• EXCERPTED PASSAGE
Tom Craine is an English comedian, writer and broadcaster.

As well as performing solo stand up comedy Craine has performed as part of a sketch group called Jigsaw with Dan Antopolski and Nat Luurtsema. Luurtsema and Craine were in a relationship, the break up of which has been the focus of solo shows for both.

He co-wrote the sitcom Josh (TV series) with Josh Widdicombe for the BBC. He co-devised and wrote the panel show Hypothetical for UK TV channel Dave. He has regularly appeared  on Widdicombe’s football nostalgia podcast Quickly Kevin, Will He Score?

He has written regular columns for Cosmopolitan (magazine) called ‘Sex and the Single Guy’ and he used the correspondence from readers he received as the basis for a one man show called ‘Thoughts on Love (By a Man With None of the Answers)’.

[Collected data entries]
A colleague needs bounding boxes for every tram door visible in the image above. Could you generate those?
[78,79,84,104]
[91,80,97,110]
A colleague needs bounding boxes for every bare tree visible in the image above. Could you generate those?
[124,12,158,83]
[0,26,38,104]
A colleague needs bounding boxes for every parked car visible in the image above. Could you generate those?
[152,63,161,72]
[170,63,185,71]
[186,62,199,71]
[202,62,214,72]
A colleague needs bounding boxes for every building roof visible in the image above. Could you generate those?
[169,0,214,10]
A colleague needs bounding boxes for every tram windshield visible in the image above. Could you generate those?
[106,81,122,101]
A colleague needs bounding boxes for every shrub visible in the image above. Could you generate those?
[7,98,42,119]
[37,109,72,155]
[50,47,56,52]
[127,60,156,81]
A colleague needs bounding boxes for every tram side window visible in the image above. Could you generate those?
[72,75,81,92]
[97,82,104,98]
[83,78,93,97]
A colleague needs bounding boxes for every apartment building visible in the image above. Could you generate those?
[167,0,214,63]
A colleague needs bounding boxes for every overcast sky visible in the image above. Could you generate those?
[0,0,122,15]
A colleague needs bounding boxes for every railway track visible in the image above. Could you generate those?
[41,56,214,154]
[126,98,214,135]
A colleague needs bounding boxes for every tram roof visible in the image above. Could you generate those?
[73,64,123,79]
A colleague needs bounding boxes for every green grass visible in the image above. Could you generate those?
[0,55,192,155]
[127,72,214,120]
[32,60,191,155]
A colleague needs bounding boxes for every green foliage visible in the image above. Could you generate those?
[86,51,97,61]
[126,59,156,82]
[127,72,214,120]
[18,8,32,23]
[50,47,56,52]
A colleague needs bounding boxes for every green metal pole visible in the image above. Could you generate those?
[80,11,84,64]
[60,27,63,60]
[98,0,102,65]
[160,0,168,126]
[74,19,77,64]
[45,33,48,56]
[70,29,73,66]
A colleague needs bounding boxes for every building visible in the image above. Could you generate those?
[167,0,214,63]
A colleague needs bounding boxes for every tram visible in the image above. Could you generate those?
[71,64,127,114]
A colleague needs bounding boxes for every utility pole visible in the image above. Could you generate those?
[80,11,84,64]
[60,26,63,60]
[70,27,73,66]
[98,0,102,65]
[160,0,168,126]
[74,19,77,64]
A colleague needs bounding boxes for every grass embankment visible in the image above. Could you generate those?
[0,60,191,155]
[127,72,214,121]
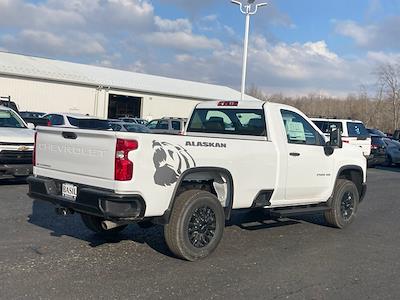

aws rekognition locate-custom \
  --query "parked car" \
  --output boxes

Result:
[146,118,187,134]
[43,113,110,130]
[392,129,400,141]
[311,118,371,157]
[0,99,19,114]
[110,120,151,133]
[19,111,48,127]
[368,135,387,167]
[0,106,35,178]
[367,128,387,137]
[19,111,46,119]
[383,138,400,167]
[28,101,367,261]
[119,118,148,125]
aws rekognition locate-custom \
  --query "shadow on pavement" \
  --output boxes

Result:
[0,177,27,186]
[28,200,173,256]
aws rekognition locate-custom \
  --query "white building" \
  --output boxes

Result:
[0,52,253,119]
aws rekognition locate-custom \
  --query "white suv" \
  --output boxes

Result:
[311,118,371,157]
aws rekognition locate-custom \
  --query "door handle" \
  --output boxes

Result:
[62,132,78,140]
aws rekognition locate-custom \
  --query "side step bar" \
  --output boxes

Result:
[270,206,330,218]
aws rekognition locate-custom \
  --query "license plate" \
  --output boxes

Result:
[62,183,78,201]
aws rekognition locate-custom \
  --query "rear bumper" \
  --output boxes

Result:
[368,154,386,166]
[0,164,33,178]
[28,176,146,221]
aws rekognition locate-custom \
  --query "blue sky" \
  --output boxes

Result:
[0,0,400,96]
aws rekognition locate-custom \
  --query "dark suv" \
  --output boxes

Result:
[368,135,387,167]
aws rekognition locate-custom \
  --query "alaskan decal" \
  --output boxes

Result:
[186,141,226,148]
[153,141,196,186]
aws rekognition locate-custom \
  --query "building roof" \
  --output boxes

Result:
[0,52,260,100]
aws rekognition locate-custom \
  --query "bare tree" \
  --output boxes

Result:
[378,63,400,129]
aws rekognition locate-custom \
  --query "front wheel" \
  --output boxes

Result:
[81,214,128,235]
[325,179,360,228]
[164,190,225,261]
[383,155,393,167]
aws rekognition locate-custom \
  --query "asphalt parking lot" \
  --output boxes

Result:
[0,168,400,299]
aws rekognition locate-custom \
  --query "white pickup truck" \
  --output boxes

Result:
[0,106,34,179]
[28,101,367,261]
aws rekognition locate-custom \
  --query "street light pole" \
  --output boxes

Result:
[231,0,267,100]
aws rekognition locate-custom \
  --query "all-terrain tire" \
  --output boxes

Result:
[81,214,128,236]
[164,190,225,261]
[325,179,360,229]
[382,154,393,167]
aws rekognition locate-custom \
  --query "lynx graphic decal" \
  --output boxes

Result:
[153,141,196,186]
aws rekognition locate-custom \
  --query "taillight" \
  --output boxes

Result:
[114,139,139,181]
[32,132,37,166]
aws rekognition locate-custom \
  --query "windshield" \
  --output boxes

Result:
[0,110,26,128]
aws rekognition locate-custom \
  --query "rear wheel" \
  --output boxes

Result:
[164,190,225,261]
[81,214,128,235]
[325,179,360,228]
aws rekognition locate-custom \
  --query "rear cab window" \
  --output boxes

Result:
[313,120,343,134]
[347,122,370,139]
[147,120,169,130]
[171,121,181,130]
[187,108,267,136]
[281,109,325,146]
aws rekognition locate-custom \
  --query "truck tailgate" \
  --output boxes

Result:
[35,127,116,180]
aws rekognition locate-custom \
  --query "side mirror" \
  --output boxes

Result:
[329,128,343,148]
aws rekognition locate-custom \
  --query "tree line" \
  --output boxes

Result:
[247,62,400,133]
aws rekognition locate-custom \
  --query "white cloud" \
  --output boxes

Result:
[156,0,215,14]
[335,16,400,50]
[0,29,106,56]
[154,16,192,33]
[144,32,222,51]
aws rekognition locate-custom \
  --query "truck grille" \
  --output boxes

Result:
[0,150,33,164]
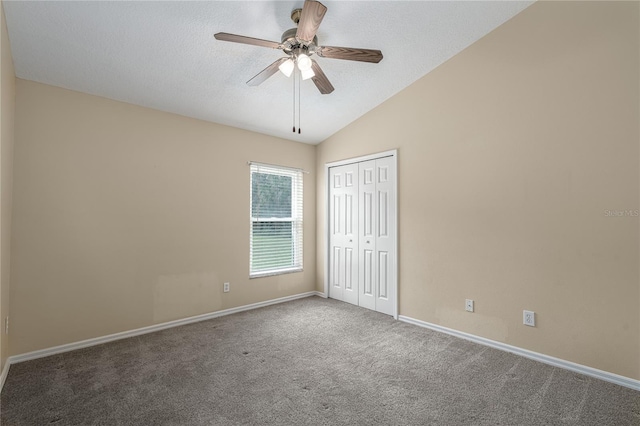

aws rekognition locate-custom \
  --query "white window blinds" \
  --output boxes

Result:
[249,163,302,277]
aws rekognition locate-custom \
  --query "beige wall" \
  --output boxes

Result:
[10,79,316,354]
[0,0,16,371]
[316,2,640,379]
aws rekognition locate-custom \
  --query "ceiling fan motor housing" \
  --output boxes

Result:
[281,28,318,55]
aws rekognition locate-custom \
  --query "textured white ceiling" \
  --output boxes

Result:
[3,0,533,143]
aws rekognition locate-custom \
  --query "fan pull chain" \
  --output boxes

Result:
[293,69,296,133]
[298,69,302,134]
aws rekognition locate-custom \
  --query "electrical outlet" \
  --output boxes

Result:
[464,299,473,312]
[522,311,536,327]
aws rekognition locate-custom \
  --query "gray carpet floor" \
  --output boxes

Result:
[0,297,640,426]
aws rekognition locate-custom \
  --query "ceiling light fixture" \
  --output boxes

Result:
[278,58,295,77]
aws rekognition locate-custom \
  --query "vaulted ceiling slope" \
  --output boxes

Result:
[3,0,533,144]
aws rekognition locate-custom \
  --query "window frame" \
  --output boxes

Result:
[249,162,304,279]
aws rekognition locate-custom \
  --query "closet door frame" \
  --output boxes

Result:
[323,149,399,319]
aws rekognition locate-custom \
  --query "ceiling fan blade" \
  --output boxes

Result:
[316,46,382,64]
[213,33,281,49]
[247,58,289,86]
[296,0,327,43]
[311,60,333,95]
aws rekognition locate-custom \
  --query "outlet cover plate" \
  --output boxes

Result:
[522,311,536,327]
[464,299,473,312]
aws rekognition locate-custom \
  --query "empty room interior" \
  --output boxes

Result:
[0,0,640,425]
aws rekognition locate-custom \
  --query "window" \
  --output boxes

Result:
[249,163,302,278]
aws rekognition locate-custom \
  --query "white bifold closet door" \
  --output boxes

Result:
[329,157,396,315]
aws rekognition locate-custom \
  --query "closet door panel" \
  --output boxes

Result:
[329,164,358,305]
[375,157,396,315]
[358,160,377,310]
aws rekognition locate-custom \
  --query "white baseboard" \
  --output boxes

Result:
[398,315,640,391]
[5,291,323,368]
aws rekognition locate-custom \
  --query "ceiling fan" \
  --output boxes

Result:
[214,0,382,95]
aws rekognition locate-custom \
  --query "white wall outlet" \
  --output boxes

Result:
[522,311,536,327]
[464,299,473,312]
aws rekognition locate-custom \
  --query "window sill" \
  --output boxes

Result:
[249,268,303,280]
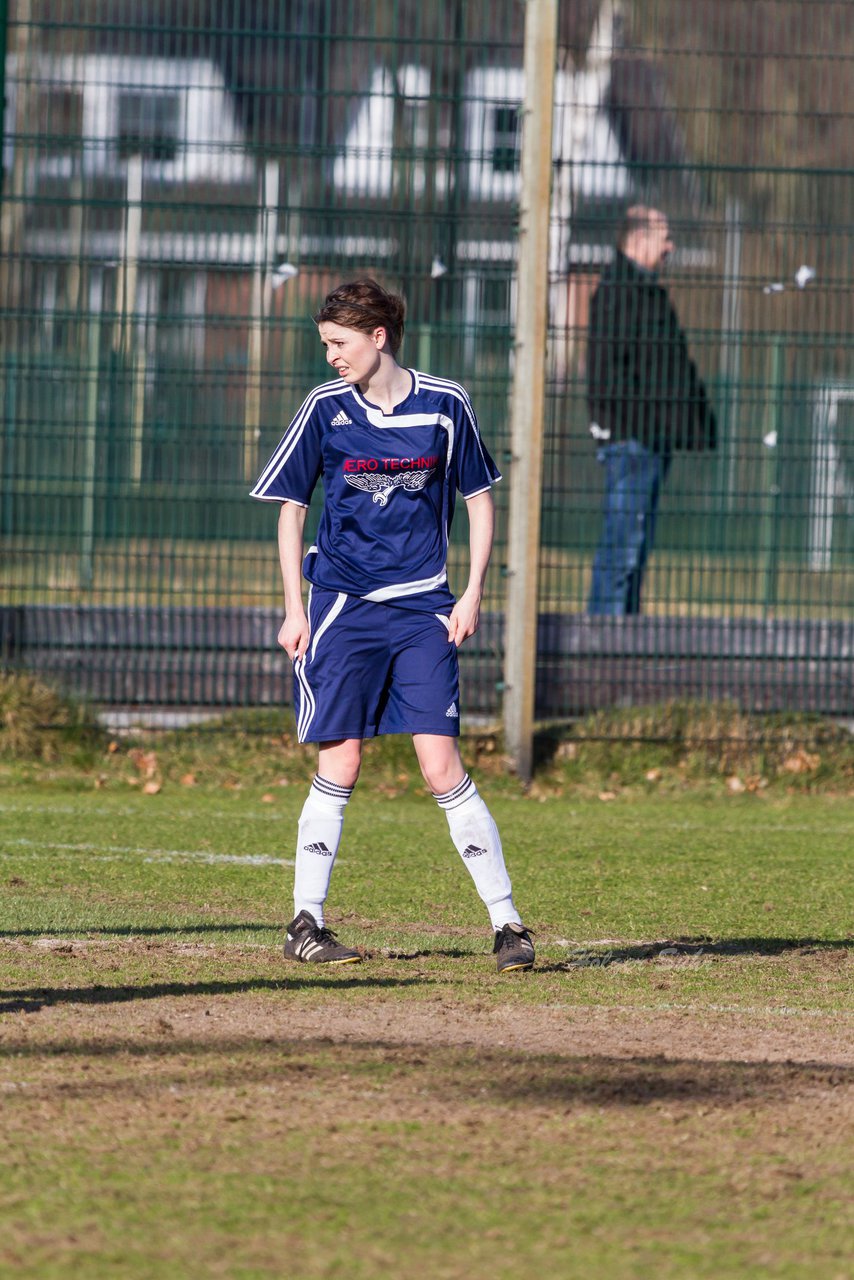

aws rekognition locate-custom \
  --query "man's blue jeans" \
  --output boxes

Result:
[588,440,671,616]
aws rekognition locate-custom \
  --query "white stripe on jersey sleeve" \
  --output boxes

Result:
[417,374,501,483]
[250,380,341,506]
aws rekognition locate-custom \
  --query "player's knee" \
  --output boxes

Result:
[318,740,362,787]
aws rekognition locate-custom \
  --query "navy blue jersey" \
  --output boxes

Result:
[252,370,501,609]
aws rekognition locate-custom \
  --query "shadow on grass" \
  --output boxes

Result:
[0,965,426,1014]
[536,937,854,973]
[0,923,277,940]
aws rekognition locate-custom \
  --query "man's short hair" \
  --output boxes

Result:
[617,205,665,250]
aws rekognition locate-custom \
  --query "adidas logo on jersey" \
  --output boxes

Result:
[302,840,332,858]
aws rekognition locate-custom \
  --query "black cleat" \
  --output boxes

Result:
[284,911,361,964]
[493,922,534,973]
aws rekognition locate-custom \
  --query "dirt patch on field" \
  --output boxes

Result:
[0,978,854,1070]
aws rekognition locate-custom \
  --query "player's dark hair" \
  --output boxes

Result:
[314,279,406,356]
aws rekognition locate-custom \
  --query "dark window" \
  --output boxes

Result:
[119,93,181,160]
[492,106,520,173]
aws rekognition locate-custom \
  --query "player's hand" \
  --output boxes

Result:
[448,591,480,649]
[277,612,311,662]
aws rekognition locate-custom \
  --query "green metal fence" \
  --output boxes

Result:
[0,0,854,718]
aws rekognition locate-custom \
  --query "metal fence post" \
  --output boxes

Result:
[504,0,557,781]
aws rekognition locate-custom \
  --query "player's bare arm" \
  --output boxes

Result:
[448,489,495,648]
[278,502,310,662]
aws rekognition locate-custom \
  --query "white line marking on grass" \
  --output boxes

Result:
[5,838,294,867]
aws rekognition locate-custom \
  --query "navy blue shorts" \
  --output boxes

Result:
[293,586,460,742]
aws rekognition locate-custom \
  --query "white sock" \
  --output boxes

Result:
[293,773,353,924]
[433,773,521,929]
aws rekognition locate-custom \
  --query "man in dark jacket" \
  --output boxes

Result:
[588,205,717,614]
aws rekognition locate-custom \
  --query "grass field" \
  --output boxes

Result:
[0,748,854,1280]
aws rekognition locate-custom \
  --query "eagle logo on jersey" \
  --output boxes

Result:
[344,467,435,507]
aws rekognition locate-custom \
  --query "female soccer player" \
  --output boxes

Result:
[252,279,534,973]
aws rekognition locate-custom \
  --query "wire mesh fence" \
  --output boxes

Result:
[0,0,854,718]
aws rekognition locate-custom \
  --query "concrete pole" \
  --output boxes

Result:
[504,0,557,781]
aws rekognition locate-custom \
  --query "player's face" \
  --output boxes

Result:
[641,214,673,269]
[318,320,385,385]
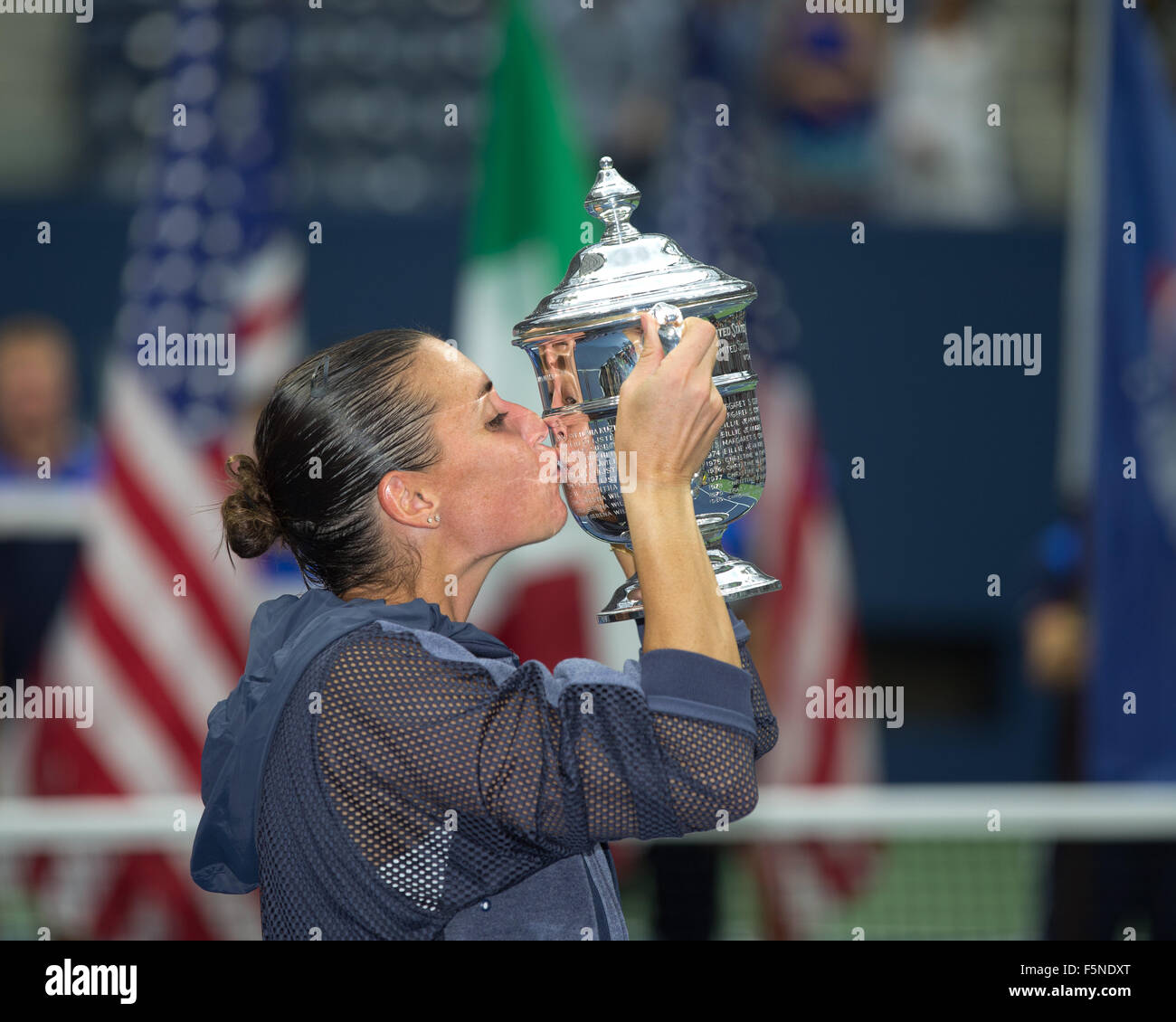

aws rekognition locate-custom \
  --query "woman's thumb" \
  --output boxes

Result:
[634,312,666,373]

• JOBS
1: Please answer these questions from the Tom Craine profile, one per line:
(a) Who performed with Craine in the sketch group Jigsaw?
(b) On which UK TV channel did the panel show Hypothetical air?
(c) What were Craine's Cosmopolitan columns called?
2: Carry on the Tom Craine profile after its final sentence.
The data above stands apart from the Tom Craine profile.

• TASK RESULTS
1:
(a) Dan Antopolski and Nat Luurtsema
(b) Dave
(c) 'Sex and the Single Guy'

2:
For television he has written for Mock The Week, The Last Leg, and 8 out of 10 Cats, he has appeared on Russell Howard’s Good News, Live at the Electric, and Drunk History. He has had a show on Radio X for which ‘Tom Craine’s story show’ was available as a podcast. He has also had shows for BBC Radio Bristol and Phoenix FM and co-presented on BBC Radio Wales with Rhod Gilbert.

Personal life
He is from Bath, Somerset. In childhood he was the lead chorister of Bath Abbey Choir and sang a solo on the 1990 Songs Of Praise Christmas special.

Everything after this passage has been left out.